**EXERCISE REQUIREMENTS**
a) Transcribe verbatim from the Section 523(a)(6) passage, starting at "The Sixth Circuit Court" and ending at "B.R. at 638.".
b) Answer these from the Section 523(a)(6) passage, one line each:
(i) Which court of appeals interpreted the state of mind required under Section 523(a)(6) in light of Geiger?
(ii) In what year was Markowitz v. Campbell (In re Markowitz) decided?
(iii) In the McKnew quotation, intentional conversion is distinguished from what kind of conversion?

**QUOTED TEXT**
((

The Sixth Circuit Court of Appeals has interpreted the state of mind required under Section 523(a)(6) in light of Geiger. Specifically, according to the Sixth Circuit, "the mere fact that [the debtor] should have known [her] decisions and actions put [the creditor] at risk is also insufficient to establish a `willful and malicious injury.'" Markowitz v. Campbell (In re Markowitz), 190 F.3d 455, 465 n. 10 (6th Cir. 1999). Rather, "[she] must will or desire harm, or believe injury is substantially certain to occur as a result of [her] behavior." Id. As another bankruptcy court recently concluded, "[c]ases subsequent to Geiger, considering whether acts of conversion constitute willful and malicious injury, have focused on the distinction as to whether the conversion was an intentional act or merely a reckless or negligent conversion of property." McKnew, 270 B.R. at 638.

))

**DATA LISTING**

((

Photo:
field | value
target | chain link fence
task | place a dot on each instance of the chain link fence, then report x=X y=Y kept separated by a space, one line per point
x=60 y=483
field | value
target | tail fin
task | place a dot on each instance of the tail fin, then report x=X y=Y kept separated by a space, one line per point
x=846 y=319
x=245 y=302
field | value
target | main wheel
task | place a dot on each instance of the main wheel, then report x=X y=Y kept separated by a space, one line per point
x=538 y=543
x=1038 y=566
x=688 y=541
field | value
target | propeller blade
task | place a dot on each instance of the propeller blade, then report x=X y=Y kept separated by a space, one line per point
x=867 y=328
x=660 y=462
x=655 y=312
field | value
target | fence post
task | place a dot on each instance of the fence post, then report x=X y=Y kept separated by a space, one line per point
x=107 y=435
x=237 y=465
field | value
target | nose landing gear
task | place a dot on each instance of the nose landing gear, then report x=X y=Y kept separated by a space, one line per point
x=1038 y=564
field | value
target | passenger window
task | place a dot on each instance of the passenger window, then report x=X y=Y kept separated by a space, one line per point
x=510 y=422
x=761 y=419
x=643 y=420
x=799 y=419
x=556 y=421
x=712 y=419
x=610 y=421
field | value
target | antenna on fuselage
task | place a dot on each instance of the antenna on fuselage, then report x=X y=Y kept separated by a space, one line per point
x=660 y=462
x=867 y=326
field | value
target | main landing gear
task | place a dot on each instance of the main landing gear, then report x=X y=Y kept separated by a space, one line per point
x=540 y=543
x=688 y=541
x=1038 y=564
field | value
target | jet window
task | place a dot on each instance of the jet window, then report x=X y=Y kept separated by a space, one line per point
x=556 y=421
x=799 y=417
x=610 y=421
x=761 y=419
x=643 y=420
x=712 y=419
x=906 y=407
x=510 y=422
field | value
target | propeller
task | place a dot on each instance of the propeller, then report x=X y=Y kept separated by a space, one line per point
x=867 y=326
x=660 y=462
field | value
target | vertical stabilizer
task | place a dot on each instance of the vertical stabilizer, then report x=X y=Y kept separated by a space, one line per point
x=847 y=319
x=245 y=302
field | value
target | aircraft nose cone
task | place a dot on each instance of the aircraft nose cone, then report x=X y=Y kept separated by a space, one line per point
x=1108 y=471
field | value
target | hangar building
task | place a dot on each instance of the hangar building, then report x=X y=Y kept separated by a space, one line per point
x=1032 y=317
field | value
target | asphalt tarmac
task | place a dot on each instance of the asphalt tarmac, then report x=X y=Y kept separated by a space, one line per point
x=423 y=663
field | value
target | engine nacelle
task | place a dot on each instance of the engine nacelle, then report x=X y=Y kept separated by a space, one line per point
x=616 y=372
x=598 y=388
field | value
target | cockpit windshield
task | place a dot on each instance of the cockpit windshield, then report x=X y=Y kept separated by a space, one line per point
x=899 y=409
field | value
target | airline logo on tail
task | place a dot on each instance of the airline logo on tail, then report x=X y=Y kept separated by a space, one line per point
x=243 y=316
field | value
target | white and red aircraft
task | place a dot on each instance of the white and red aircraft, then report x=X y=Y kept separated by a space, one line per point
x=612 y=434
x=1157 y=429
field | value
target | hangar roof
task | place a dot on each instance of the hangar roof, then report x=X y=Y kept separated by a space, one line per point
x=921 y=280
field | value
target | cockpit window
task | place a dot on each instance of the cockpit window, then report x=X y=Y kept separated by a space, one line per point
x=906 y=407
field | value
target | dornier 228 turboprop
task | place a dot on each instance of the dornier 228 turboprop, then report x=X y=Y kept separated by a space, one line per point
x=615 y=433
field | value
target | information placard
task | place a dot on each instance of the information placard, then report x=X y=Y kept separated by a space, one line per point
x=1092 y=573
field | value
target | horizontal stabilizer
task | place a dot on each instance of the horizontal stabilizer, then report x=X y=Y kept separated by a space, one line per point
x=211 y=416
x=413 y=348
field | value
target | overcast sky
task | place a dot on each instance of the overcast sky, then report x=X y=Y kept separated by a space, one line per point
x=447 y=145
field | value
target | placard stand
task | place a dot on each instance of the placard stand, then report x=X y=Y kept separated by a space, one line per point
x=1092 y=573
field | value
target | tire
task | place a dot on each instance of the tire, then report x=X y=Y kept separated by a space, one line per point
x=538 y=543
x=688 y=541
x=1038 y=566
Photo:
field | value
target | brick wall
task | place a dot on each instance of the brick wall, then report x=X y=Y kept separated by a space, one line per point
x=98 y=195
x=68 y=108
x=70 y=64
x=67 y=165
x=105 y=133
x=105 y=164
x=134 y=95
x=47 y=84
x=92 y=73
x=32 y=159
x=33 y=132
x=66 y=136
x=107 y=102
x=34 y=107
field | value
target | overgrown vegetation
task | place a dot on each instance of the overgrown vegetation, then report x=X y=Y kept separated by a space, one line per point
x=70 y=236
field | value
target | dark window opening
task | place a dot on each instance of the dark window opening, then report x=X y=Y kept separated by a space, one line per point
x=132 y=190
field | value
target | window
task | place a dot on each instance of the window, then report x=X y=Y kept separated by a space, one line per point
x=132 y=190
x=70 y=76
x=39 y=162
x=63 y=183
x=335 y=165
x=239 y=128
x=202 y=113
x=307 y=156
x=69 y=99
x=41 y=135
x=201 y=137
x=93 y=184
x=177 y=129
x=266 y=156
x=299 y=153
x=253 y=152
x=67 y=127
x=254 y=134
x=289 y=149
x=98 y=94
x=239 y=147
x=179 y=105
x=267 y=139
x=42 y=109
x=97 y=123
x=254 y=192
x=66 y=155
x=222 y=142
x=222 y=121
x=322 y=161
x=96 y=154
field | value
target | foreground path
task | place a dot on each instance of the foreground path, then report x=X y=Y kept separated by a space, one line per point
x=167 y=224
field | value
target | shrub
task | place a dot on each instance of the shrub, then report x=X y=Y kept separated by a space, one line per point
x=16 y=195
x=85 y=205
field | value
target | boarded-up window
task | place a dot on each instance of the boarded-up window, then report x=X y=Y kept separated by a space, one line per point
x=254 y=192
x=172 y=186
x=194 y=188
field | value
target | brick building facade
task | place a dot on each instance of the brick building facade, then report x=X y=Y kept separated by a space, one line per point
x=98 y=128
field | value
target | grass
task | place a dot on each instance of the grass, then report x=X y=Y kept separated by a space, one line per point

))

**RESULTS OF THE EXERCISE**
a)
The Sixth Circuit Court of Appeals has interpreted the state of mind required under Section 523(a)(6) in light of Geiger. Specifically, according to the Sixth Circuit, "the mere fact that [the debtor] should have known [her] decisions and actions put [the creditor] at risk is also insufficient to establish a `willful and malicious injury.'" Markowitz v. Campbell (In re Markowitz), 190 F.3d 455, 465 n. 10 (6th Cir. 1999). Rather, "[she] must will or desire harm, or believe injury is substantially certain to occur as a result of [her] behavior." Id. As another bankruptcy court recently concluded, "[c]ases subsequent to Geiger, considering whether acts of conversion constitute willful and malicious injury, have focused on the distinction as to whether the conversion was an intentional act or merely a reckless or negligent conversion of property." McKnew, 270 B.R. at 638.

b)
(i) The Sixth Circuit Court of Appeals
(ii) 1999
(iii) A reckless or negligent conversion of property